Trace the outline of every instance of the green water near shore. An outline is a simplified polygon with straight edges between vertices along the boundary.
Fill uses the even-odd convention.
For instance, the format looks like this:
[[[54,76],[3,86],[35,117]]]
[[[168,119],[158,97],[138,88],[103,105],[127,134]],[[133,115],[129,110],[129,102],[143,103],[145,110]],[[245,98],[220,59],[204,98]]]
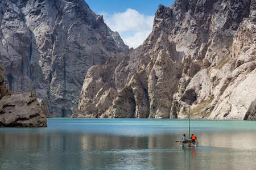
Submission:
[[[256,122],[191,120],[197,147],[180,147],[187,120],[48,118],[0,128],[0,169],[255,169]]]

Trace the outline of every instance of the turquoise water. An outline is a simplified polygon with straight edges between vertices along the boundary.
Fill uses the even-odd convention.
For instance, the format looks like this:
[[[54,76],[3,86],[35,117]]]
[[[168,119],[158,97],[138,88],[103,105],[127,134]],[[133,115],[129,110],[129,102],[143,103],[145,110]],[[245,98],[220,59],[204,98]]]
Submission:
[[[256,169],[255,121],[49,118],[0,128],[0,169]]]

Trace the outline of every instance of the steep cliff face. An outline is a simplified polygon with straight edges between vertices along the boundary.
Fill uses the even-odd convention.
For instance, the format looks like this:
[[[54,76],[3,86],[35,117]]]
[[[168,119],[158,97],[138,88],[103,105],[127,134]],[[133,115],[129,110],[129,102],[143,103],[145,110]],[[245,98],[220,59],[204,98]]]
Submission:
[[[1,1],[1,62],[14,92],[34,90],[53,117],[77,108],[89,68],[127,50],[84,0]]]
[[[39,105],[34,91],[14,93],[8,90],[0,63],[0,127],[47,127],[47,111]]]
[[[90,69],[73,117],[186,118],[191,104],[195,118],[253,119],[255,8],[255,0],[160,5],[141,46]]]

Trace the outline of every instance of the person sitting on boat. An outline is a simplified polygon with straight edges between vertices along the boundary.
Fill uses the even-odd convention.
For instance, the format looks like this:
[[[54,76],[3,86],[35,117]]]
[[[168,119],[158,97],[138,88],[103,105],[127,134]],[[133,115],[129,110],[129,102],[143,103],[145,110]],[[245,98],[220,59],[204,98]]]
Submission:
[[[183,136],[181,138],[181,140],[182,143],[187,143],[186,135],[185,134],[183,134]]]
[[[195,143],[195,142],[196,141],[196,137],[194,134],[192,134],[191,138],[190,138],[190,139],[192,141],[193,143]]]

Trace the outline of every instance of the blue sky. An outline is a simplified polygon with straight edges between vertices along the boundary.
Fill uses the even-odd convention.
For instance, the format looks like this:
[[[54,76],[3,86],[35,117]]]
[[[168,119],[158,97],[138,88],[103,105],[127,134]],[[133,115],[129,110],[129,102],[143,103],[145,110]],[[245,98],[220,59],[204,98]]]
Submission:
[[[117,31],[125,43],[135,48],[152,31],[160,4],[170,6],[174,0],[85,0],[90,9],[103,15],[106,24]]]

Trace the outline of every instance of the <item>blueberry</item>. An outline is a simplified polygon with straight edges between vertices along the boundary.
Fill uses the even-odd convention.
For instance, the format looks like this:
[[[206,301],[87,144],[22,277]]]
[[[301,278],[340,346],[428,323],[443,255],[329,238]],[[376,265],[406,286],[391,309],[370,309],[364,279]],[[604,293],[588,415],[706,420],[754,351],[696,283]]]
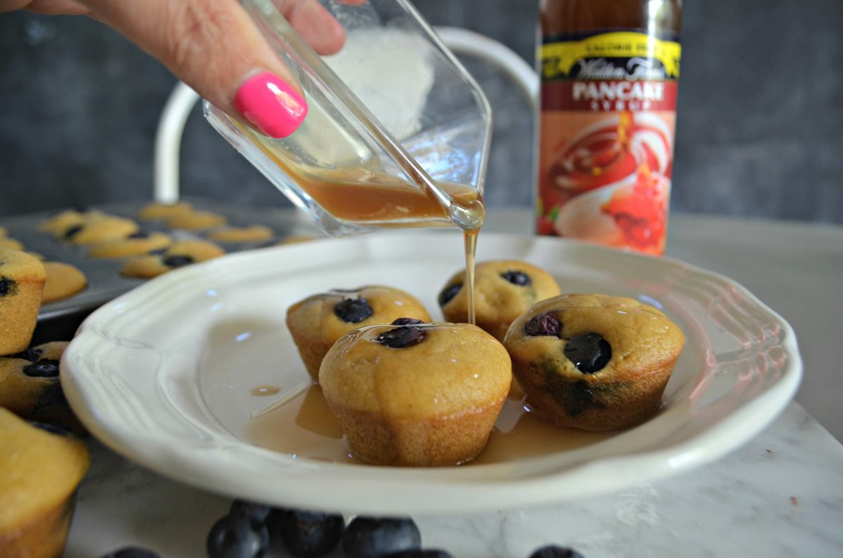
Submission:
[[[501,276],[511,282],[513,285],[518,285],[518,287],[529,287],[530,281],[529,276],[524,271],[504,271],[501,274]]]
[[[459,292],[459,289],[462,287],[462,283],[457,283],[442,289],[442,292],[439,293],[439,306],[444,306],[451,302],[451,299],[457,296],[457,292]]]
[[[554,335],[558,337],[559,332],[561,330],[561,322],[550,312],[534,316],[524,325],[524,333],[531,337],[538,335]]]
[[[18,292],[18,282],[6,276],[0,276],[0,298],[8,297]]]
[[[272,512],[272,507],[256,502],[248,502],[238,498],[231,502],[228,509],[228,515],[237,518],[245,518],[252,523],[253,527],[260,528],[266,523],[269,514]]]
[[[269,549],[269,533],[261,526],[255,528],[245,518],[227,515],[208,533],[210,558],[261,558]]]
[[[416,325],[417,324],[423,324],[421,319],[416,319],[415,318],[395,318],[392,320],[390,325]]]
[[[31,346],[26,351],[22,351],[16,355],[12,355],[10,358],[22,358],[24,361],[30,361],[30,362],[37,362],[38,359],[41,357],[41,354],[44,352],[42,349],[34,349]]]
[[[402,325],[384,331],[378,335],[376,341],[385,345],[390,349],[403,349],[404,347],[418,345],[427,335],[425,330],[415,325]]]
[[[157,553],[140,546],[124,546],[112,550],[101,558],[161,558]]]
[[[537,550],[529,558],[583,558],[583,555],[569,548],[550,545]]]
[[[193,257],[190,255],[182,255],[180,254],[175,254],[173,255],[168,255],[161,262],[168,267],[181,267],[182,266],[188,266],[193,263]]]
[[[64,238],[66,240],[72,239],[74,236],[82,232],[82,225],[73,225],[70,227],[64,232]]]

### Exercise objective
Starting with the line that contains "of the <item>blueberry</item>." and continuing through the end of the records, arrange each line as one string in a JSON list. Leave out blank lines and the picture.

### Full response
[
  "Trace the outline of every instance of the <item>blueberry</item>. An outline is a simplified polygon with straight edges between vertices along the boundary.",
  "Fill uses the even-odd convention.",
  "For instance, the format looks like this:",
  "[[[206,301],[87,144],[22,277]]]",
  "[[[301,278],[340,346],[428,323],[443,255],[329,238]],[[376,265],[406,286],[391,309],[370,309],[364,279]],[[604,293],[588,415],[706,420],[754,351],[696,283]]]",
  "Submission:",
  "[[[501,276],[511,282],[513,285],[518,285],[518,287],[529,287],[530,281],[529,276],[524,271],[504,271],[501,274]]]",
  "[[[459,292],[459,289],[462,287],[462,283],[457,283],[442,289],[442,292],[439,293],[439,306],[444,306],[451,302],[451,299],[457,296],[457,292]]]",
  "[[[554,335],[558,337],[559,332],[561,330],[561,322],[550,312],[534,316],[524,325],[524,333],[531,337],[538,335]]]",
  "[[[18,292],[18,282],[6,276],[0,276],[0,298],[8,297]]]",
  "[[[272,512],[272,507],[256,502],[248,502],[238,498],[231,502],[228,509],[228,515],[237,518],[245,518],[252,523],[253,527],[260,528],[266,523],[269,514]]]",
  "[[[269,549],[269,533],[261,526],[255,528],[245,518],[227,515],[208,533],[210,558],[261,558]]]",
  "[[[416,325],[417,324],[423,324],[421,319],[416,319],[415,318],[395,318],[392,320],[390,325]]]",
  "[[[31,346],[26,351],[22,351],[16,355],[12,355],[10,358],[22,358],[24,361],[30,361],[30,362],[37,362],[38,359],[41,357],[41,354],[44,352],[42,349],[34,349]]]",
  "[[[402,325],[384,331],[378,335],[376,341],[385,345],[390,349],[403,349],[404,347],[418,345],[427,335],[425,330],[415,325]]]",
  "[[[157,553],[140,546],[124,546],[112,550],[101,558],[161,558]]]",
  "[[[537,550],[529,558],[583,558],[583,555],[569,548],[550,545]]]",
  "[[[193,257],[190,255],[182,255],[180,254],[175,254],[173,255],[168,255],[161,262],[168,267],[181,267],[182,266],[188,266],[193,263]]]",
  "[[[64,238],[66,240],[72,239],[74,236],[82,232],[82,225],[73,225],[70,227],[64,232]]]"
]